■ **Supplied text**:
▼

This is hard, but it’s something you always need to remember. An open relationship is not a hall pass to fall in love with other people when you’re already committed in a relationship. Don’t stay over or get cuddly with your buddy. Falling in love with someone else because you’re sexually infatuated by them will only complicate things further. Always remember that it’s sex and nothing but sex.

#7 Jealousy. 

You may get jealous of your partner, especially if you aren’t getting as much attention as your partner is. Remember, it’s easy for a girl to get attention when she wants it. Most of the time, a guy has to work for the attention. Don’t let jealousy come in the way of this sexual arrangement. [Read: Tips to deal with jealousy in a relationship]

#8 Don’t share your secret with the world. 

We’re all busy with our own lives. All of us have secrets, big and small. So learn to keep it that way. Telling everyone that you enjoy a perfectly happy open relationship may take the guilt or fear off your shoulders, but it can be embarrassing to both of you if others are not as understanding. Share these secrets only with a few friends who won’t judge you, but understand your decision.

#9 Nothing changes in the relationship. 

Just because you’re having sex now and then with someone else doesn’t mean your relationship should change overnight. Don’t let it change and don’t let sex get in the way. Work harder to let your partner know that there’s still a lot of love and sexual attraction in the air.

#10 Communicate. 

Don’t exchange all the horny details, but be aware of each other’s interests and partners. Tell your partner about all the people you’re sleeping with, and your partner should do the same. And if some sexual partner of your partner bothers you, voice your thoughts. Be frank and communicate to each other if you want to enjoy this happy sexual arrangement with no hitches.

#11 Stay protected outside romance. 

Get checked for any sexual diseases now and then to reassure your partner. Always use protection and avoid lovers who may have a very amorous and sexual past. If you go wrong somewhere, your mistakes could affect your partner’s life. Would you ever want that?

#12 Set clear boundaries. 

Define the things that bother you and the things that don’t. So what’s cheating and what’s not in an open relationship according to you? What’s allowed and what’s not? Talk frankly with each other and discuss every detail until both of you are satisfied with each other’s answers.

And while setting boundaries, always respect yourself and your partner. Just because you’re sleeping with someone else doesn’t mean you’re a bad or immoral person. You’re just being truthful to yourself and your partner about the fact that you do get sexually attracted to other people. And quite frankly, don’t we all?

#13 Don’t bring a lover home under any circumstance.

▲

■ **Material supplied**:
▼

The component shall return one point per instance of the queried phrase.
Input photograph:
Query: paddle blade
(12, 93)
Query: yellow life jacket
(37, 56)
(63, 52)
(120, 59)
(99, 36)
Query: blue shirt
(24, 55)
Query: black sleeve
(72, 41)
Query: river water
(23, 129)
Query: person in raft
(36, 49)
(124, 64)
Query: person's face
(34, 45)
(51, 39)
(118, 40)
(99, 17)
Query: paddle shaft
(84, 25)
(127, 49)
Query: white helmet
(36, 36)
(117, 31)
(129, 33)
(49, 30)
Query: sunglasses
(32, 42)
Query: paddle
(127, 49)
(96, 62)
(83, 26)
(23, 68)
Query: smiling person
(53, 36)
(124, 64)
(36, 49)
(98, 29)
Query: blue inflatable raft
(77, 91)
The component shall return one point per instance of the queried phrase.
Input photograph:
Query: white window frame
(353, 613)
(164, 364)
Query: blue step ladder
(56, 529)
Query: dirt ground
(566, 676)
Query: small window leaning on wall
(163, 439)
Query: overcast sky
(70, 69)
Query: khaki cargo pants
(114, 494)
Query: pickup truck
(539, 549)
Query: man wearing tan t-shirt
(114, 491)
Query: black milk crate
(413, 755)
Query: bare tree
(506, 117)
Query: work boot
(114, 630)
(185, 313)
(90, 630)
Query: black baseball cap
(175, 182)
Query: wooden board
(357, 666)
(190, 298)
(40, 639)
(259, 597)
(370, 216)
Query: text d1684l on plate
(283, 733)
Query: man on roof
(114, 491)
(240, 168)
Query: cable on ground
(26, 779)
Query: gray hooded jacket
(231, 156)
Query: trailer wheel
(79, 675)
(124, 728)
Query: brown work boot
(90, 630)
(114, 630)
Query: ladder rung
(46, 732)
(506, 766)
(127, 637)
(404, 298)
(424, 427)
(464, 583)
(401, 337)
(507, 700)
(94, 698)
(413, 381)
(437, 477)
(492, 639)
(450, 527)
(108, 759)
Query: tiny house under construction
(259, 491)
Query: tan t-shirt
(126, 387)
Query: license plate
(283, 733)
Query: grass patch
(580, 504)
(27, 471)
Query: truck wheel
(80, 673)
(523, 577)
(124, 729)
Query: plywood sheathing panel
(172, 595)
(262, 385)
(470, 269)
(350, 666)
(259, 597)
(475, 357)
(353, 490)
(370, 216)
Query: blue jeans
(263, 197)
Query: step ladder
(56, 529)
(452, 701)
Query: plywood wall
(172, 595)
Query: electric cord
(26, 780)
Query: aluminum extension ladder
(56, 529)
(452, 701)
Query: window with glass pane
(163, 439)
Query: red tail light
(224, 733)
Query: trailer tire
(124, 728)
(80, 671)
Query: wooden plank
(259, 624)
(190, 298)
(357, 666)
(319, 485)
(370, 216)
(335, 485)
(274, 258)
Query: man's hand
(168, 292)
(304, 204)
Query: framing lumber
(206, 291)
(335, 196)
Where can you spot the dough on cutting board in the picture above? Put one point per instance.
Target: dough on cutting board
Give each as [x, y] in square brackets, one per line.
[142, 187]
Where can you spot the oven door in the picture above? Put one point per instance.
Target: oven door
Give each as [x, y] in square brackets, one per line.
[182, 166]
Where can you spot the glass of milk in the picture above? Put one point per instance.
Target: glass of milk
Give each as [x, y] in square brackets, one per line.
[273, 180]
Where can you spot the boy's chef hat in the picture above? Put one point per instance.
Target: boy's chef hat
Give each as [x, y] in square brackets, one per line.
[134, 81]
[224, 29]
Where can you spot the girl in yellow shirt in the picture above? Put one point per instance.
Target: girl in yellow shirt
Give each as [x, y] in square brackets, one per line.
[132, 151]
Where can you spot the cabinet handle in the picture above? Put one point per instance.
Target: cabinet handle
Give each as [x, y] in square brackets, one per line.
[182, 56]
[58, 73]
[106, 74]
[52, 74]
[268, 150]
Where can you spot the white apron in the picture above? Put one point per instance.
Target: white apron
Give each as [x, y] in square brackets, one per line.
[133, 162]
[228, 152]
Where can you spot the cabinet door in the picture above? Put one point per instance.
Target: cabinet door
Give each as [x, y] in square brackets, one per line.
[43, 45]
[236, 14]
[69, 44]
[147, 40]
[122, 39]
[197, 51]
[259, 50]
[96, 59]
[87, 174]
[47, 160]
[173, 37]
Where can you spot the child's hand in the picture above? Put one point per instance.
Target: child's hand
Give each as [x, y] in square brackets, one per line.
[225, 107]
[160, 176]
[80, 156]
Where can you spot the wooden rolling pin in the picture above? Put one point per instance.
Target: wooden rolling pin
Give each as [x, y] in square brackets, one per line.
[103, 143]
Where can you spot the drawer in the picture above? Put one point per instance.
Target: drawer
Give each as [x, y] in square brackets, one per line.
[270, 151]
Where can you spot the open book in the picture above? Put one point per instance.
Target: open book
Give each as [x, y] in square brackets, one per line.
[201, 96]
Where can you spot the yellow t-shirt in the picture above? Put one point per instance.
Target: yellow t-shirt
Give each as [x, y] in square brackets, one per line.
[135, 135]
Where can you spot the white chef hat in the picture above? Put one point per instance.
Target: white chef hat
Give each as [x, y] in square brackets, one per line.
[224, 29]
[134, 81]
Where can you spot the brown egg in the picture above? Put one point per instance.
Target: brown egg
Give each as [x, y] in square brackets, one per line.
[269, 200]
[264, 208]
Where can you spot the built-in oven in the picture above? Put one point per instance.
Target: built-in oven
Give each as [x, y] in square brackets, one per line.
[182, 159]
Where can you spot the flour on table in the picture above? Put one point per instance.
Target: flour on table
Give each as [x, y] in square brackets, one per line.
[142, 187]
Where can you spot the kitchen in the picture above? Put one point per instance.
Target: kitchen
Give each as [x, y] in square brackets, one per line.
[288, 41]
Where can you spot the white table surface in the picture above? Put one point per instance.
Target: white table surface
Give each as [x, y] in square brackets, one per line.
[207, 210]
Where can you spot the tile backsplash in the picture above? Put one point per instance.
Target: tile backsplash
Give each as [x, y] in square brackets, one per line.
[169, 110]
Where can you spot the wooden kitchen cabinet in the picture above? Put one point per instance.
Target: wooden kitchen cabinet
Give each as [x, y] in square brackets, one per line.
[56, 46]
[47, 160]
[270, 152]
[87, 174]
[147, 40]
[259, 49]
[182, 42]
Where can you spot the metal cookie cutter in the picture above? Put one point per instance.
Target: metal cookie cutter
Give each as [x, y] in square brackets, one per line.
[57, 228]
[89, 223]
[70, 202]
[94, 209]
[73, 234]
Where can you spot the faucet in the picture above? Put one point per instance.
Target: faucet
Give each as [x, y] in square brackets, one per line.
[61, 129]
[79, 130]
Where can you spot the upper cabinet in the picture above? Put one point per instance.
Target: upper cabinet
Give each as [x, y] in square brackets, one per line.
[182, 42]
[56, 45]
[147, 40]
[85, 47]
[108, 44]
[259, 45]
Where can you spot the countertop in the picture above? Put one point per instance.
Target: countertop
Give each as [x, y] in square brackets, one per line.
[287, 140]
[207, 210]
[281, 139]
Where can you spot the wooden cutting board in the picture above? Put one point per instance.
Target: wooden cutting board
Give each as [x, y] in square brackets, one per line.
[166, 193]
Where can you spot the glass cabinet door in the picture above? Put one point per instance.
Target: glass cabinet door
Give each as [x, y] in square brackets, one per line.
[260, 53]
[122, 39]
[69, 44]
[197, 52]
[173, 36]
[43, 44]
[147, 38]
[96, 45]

▲

■ **Study questions**:
**A)** Translate this sentence from the open relationship advice into Spanish: "Always remember that it's sex and nothing but sex."
**B)** List every numbered heading in the open relationship advice, with its number.
The tasks can be done without the items.

■ **Exercise solutions**:
**A)** Recuerda siempre que es sexo y nada más que sexo.

**B)**
#7 Jealousy.
#8 Don't share your secret with the world.
#9 Nothing changes in the relationship.
#10 Communicate.
#11 Stay protected outside romance.
#12 Set clear boundaries.
#13 Don't bring a lover home under any circumstance.